>> BEGIN Material shown
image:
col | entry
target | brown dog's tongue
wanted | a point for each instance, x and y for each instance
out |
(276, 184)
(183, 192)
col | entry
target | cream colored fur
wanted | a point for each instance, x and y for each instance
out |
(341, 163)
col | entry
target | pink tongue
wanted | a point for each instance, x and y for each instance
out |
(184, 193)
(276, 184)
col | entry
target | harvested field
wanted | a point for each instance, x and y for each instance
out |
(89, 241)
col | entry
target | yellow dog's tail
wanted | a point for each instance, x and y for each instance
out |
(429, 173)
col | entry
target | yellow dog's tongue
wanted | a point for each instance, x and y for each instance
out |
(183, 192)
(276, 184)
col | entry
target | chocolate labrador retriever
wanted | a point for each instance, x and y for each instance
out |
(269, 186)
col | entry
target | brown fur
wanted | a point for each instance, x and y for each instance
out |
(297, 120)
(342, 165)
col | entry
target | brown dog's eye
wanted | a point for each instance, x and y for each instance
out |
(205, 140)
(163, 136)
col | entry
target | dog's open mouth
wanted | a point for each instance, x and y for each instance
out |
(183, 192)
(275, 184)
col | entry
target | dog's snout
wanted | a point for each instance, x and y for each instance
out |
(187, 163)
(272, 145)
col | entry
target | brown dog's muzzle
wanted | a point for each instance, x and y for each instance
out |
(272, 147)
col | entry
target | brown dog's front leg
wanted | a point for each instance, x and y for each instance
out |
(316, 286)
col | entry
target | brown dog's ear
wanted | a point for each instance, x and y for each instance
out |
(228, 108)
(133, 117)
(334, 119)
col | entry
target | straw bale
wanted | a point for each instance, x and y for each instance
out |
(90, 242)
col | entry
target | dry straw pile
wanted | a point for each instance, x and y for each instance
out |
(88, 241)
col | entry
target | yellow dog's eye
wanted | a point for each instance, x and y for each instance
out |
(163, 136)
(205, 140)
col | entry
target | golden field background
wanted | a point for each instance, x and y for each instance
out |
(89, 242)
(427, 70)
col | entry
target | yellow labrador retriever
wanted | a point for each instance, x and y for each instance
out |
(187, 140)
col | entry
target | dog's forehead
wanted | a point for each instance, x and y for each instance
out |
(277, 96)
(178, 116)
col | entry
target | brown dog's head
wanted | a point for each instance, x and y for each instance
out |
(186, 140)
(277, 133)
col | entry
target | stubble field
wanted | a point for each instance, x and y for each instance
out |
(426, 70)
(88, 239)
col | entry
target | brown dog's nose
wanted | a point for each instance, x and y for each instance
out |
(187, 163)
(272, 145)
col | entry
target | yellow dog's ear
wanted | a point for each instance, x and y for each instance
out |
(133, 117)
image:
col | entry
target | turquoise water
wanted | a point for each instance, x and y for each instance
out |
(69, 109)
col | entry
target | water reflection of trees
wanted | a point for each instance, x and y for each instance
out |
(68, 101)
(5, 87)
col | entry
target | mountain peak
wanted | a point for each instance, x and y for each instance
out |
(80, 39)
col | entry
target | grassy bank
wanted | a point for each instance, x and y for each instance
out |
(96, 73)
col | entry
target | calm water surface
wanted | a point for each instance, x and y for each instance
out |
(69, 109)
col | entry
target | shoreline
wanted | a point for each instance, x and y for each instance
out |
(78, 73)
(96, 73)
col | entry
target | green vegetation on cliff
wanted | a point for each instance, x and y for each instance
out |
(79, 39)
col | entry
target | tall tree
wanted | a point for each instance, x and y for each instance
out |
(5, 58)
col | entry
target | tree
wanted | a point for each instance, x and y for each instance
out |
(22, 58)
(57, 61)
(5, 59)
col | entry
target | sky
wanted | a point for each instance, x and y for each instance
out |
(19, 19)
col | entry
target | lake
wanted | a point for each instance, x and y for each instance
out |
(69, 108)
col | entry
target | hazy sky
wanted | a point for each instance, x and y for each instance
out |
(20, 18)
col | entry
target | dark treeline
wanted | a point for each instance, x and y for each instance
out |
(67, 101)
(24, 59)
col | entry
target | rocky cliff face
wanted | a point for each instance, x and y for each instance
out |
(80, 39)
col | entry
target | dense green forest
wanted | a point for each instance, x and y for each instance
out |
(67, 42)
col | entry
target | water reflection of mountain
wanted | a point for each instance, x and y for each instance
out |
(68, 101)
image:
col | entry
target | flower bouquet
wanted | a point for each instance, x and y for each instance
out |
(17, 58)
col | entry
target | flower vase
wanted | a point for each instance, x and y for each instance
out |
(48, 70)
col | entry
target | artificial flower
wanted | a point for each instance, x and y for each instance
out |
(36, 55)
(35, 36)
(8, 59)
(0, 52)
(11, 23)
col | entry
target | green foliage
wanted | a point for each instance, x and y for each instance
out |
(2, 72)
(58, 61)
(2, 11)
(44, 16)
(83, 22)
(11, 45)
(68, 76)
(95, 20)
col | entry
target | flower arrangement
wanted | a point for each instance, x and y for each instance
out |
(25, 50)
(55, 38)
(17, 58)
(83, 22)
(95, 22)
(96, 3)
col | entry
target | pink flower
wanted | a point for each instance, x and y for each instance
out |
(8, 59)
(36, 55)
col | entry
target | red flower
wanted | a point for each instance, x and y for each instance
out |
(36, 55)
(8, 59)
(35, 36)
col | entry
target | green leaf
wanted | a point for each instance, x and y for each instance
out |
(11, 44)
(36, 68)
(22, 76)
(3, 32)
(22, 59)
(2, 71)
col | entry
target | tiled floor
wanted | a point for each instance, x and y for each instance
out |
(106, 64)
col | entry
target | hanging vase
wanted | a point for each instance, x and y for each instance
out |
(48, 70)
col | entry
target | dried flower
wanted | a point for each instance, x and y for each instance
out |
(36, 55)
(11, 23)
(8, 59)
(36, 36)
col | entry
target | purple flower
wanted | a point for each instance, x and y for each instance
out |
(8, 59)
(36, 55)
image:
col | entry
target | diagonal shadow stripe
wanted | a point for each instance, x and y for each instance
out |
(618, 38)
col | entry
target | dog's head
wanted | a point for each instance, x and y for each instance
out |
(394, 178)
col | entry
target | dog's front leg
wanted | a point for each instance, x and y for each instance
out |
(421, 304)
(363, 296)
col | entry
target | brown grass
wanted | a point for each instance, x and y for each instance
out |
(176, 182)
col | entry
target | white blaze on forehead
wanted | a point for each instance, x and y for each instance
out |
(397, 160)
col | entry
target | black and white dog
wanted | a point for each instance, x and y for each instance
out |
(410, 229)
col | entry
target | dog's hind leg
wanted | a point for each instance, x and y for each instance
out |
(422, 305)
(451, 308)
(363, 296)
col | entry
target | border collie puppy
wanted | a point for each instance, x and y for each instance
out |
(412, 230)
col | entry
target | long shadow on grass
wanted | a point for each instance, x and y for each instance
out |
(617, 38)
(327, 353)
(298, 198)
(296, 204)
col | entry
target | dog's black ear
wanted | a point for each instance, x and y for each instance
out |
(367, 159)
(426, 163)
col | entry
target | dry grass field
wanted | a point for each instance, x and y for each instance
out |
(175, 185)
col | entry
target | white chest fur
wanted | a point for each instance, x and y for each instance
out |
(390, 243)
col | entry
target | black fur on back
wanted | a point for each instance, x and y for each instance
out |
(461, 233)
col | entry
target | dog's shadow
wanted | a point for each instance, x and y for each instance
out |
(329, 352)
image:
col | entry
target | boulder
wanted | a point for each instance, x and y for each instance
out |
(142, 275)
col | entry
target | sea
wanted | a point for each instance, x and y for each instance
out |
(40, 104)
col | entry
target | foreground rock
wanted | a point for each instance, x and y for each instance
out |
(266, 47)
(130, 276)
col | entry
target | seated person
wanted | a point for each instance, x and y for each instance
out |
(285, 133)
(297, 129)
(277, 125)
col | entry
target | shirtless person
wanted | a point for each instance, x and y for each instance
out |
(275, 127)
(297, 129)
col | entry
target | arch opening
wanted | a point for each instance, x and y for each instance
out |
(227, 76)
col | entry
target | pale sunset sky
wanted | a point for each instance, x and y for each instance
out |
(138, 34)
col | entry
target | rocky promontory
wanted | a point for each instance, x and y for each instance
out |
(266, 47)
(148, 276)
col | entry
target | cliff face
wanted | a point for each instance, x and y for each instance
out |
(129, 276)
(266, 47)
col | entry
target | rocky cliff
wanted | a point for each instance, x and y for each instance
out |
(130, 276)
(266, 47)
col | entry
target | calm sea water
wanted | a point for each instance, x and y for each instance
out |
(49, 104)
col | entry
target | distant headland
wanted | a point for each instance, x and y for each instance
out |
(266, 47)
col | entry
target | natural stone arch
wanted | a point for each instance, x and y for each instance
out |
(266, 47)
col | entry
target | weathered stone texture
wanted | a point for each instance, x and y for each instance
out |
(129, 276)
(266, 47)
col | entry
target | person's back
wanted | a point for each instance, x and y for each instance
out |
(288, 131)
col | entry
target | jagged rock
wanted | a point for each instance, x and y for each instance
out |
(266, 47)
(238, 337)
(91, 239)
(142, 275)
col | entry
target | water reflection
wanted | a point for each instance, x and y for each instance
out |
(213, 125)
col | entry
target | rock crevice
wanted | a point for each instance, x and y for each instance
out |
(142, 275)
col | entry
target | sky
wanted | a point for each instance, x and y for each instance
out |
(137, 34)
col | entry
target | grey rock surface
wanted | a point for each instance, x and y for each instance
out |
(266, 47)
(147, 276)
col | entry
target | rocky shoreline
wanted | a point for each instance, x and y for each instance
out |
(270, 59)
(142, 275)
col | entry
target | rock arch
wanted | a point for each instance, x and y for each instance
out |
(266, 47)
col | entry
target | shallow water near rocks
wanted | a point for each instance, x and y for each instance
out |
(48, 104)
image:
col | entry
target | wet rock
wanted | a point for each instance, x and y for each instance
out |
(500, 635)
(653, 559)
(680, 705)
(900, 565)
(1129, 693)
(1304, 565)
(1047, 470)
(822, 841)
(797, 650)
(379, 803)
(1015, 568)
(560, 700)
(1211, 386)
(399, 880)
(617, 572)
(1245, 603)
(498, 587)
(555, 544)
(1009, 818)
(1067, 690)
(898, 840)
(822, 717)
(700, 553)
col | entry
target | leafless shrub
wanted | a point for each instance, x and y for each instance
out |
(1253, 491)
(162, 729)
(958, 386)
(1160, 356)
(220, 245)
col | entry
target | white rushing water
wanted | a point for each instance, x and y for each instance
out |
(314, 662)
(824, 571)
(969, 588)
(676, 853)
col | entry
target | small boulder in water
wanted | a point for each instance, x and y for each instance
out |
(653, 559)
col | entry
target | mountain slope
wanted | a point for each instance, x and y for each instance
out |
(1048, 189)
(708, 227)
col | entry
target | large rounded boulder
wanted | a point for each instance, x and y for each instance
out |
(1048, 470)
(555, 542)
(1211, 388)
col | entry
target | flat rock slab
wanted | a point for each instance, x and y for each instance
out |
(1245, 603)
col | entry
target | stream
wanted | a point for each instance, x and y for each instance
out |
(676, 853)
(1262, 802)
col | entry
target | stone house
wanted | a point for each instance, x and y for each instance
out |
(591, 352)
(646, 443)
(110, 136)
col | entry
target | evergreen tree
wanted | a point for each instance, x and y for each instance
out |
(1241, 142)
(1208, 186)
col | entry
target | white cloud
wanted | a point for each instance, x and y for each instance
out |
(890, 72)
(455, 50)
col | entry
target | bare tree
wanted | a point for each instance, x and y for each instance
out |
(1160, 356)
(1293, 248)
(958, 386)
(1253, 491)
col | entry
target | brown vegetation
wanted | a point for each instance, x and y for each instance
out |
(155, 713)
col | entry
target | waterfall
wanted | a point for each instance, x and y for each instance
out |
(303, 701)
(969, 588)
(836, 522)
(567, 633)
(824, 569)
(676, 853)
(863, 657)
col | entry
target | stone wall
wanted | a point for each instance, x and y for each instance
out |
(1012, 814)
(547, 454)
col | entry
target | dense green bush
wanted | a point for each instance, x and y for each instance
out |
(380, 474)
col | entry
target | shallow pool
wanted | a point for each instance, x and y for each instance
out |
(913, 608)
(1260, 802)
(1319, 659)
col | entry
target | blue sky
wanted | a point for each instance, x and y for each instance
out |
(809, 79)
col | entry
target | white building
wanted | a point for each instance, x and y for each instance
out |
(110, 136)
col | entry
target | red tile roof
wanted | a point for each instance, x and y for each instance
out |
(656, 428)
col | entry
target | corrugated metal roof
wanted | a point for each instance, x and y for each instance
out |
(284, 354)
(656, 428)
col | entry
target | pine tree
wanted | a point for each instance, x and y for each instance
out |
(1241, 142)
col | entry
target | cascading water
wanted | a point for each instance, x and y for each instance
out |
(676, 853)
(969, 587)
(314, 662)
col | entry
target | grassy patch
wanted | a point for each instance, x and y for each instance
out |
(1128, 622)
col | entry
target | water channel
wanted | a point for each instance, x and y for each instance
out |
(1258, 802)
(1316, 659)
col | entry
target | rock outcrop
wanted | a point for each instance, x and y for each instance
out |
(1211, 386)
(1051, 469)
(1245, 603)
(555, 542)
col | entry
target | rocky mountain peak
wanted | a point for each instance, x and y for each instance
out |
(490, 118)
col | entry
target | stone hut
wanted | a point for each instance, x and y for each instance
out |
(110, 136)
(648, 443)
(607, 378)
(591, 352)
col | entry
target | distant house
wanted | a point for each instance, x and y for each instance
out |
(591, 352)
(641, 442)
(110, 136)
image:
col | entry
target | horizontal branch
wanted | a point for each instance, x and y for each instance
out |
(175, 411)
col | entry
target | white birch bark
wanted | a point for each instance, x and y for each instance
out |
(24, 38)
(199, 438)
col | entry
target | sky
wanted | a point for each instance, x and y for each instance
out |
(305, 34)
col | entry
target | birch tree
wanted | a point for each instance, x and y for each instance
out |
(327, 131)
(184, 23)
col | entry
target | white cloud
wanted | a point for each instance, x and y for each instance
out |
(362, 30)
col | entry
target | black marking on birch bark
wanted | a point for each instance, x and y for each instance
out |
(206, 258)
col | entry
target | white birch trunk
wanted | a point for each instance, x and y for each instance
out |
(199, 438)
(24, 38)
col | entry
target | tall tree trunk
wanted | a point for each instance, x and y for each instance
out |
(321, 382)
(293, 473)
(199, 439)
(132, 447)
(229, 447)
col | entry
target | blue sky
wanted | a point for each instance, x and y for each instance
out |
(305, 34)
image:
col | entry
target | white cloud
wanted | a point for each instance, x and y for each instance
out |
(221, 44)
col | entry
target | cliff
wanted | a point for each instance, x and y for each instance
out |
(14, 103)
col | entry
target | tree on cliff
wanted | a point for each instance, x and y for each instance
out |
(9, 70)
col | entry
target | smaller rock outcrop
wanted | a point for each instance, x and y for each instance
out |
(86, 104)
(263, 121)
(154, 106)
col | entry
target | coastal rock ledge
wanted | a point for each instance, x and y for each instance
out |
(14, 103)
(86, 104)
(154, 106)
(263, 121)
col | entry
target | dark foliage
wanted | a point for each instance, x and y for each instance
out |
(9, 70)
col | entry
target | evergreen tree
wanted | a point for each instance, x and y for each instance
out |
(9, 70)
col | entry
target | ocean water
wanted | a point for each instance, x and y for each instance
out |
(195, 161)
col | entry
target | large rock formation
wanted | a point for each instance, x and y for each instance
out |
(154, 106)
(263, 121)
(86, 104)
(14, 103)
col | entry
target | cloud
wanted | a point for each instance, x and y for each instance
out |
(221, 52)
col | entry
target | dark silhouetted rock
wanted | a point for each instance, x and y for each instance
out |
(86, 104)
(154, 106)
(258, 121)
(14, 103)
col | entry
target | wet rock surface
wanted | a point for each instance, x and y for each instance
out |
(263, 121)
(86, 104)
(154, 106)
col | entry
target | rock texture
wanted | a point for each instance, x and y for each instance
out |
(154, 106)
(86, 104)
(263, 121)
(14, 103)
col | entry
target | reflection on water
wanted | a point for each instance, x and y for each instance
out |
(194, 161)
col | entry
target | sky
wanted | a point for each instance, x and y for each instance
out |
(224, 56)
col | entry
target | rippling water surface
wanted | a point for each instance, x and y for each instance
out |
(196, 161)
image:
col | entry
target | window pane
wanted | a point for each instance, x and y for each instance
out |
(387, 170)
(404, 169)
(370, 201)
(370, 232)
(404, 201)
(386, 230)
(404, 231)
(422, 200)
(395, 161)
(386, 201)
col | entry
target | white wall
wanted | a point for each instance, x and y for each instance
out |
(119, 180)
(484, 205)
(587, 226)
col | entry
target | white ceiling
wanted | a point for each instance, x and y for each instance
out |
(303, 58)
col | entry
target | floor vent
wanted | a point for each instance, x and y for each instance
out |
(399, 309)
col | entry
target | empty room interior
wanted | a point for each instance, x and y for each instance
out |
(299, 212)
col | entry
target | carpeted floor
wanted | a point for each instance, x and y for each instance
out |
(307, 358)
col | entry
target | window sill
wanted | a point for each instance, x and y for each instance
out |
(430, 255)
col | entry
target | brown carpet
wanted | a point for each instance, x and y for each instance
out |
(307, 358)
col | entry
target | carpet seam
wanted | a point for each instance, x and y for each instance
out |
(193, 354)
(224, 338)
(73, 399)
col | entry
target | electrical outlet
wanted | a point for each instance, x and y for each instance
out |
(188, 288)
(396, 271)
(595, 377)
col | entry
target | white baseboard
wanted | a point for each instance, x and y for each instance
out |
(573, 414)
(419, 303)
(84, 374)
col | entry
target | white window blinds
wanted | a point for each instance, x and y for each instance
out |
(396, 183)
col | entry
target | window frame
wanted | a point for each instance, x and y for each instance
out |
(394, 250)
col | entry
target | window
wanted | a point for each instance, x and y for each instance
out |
>> END Material shown
Aim ::
Count the lines in the items that contain the word "vegetation", and give only that number.

Solution to this problem ::
2